EXCERPTED PASSAGE
------------

The DTI has imposed a 4.0% tariff or an additional of PHP 8.40 per 40-kg bag on the selling price to the cement importers, a safeguard measure to give the domestic players a level playing field against the importers. The duty was based on DTI's investigation which established the elements of a surge in supply which may injure the local cement industry.
According to the Cement Manufacturers' Association of the Philippines' (CeMAP), the extensive importation of affordable cement from neighboring countries can stunt the growth of the local industry. In 2017, imported cement reached more than 3 million metric tons from just 3,558 metric tons in 2013. Market share of imports grew from 0.02% in 2013 to 15% in 2017. This trend has been having an adverse effect on the domestic cement industry with manufacturers experiencing a 49% decrease in income in 2017.
The government believes that with the sudden surge in imports, there's an indication of dumping as cement imports are priced significantly lower than the domestically produced cement, which could hurt the overall local industry.
Demand driving price growth
With the Build, Build, Build program in full swing, infrastructure outlays are expected to increase from 4.7% of GDP in 2019 to 7.0% in 2022. So far, 44 out of the 75 major projects are already in full swing. Infrastructure spending has reached PHP 728.1 billion in the eleven months of 2018, 49.7% higher YoY. We can expect demand to be sustained in the coming years which may put pressure on the local cement industry.

------------

STORED DATA

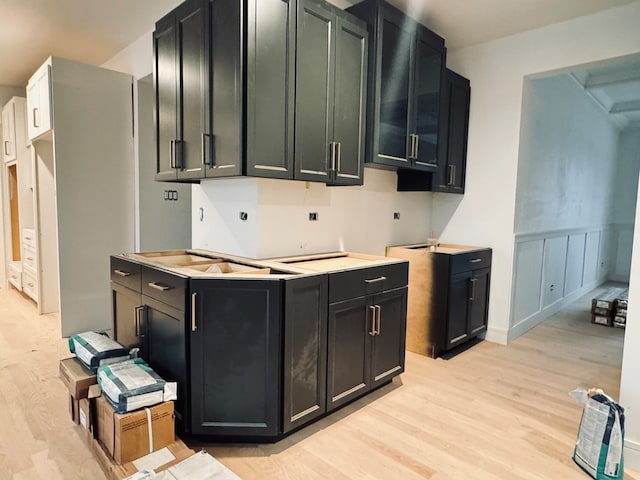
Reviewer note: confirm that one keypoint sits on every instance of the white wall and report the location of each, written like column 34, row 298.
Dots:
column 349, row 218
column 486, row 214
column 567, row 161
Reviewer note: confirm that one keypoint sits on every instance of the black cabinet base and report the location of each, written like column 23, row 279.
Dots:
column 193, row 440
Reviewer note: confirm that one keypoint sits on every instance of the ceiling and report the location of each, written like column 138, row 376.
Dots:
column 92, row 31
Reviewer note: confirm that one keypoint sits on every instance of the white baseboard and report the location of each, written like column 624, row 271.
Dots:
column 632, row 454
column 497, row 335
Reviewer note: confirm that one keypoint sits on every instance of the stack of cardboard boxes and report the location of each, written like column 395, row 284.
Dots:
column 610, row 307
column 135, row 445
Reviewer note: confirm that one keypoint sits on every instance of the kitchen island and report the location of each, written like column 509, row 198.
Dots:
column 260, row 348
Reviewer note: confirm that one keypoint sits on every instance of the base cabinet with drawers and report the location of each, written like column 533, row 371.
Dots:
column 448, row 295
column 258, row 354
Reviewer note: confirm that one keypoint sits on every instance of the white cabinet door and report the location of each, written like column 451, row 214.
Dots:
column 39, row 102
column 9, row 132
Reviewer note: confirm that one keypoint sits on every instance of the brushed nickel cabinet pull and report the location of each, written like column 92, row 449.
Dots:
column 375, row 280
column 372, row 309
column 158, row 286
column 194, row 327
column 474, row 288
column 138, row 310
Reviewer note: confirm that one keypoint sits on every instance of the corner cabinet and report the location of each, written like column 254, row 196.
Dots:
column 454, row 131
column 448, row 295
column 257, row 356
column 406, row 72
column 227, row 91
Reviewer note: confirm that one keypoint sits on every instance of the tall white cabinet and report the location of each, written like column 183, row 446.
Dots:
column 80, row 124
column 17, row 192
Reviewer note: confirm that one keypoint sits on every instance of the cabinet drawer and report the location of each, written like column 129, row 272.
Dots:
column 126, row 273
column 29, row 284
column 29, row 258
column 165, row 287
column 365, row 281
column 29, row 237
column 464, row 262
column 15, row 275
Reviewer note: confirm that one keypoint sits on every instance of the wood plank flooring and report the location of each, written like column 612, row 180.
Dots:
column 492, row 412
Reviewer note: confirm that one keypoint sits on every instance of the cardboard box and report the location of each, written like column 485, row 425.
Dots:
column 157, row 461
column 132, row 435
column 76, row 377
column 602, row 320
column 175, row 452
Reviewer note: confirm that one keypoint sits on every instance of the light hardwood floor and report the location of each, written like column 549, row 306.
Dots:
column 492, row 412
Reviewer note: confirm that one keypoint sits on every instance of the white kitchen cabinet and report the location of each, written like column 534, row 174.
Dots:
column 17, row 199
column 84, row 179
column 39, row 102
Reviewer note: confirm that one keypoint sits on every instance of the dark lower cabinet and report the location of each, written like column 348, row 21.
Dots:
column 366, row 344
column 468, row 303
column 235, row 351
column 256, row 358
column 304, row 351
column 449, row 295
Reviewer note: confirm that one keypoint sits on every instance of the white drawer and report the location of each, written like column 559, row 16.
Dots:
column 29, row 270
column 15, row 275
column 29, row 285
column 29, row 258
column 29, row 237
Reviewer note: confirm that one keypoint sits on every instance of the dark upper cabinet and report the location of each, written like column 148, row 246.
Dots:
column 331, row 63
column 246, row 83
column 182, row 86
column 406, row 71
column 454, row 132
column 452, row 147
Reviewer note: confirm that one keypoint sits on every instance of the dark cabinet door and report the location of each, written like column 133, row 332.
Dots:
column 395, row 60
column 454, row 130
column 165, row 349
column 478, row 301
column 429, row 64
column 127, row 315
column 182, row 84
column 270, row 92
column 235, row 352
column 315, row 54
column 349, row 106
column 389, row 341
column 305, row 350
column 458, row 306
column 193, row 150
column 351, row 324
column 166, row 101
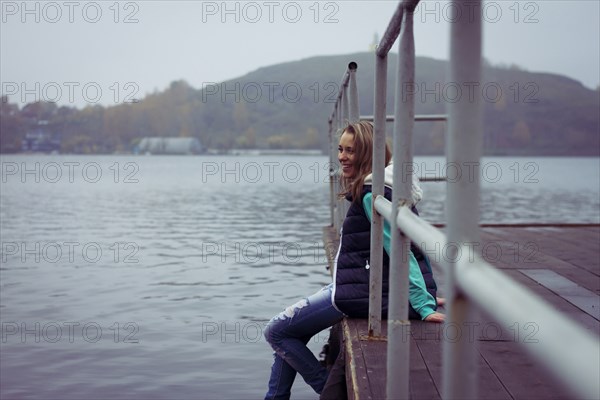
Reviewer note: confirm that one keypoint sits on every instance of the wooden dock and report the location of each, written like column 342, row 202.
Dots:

------------

WRITTEN TASK
Extend the passage on the Philippine cement industry and import tariffs, picking up right after its final sentence. The material placed after the passage on Philippine cement is separate from it.

RESPONSE BELOW
Meanwhile, expansion of real estate developers in both residential and commercial segments should also help sustain demand growth in cement consumption. Listed developers are expanding their recurring income and residential developments as they continue to earmark record levels of their capex program. In 2018, developers spent approximately PHP 434.9 billion - an increase of 14.3% YoY.
Despite imports taking a larger chunk of cement supply, data from the Philippine Statistics Authority (PSA) shows that the Construction Materials Wholesale Price Index (CMWPI) has been on the uptrend despite consumer prices easing due to cooling oil prices and a more stable foreign exchange rate. As such, this indicates higher demand is causing the rise in cement prices. We note a faster growth of the CMWPI in 4Q/2018 was driven by the surge in construction spending which totaled PHP 1,358.8 billion, or 21.7% higher YoY compared to 7.9% YoY in 2017.
Real estate sector can absorb costs in the short-run
With construction costs increasing, we expect the real estate sector to absorb it with ease in the short run. High-end residential prices in Metro Manila are in a rebound with 4Q/2018 prices improving by 9.3% YoY compared to 8.2% YoY in 4Q/2017. Absorption rates for high-end residential units are still high with limited new launches in the pipeline.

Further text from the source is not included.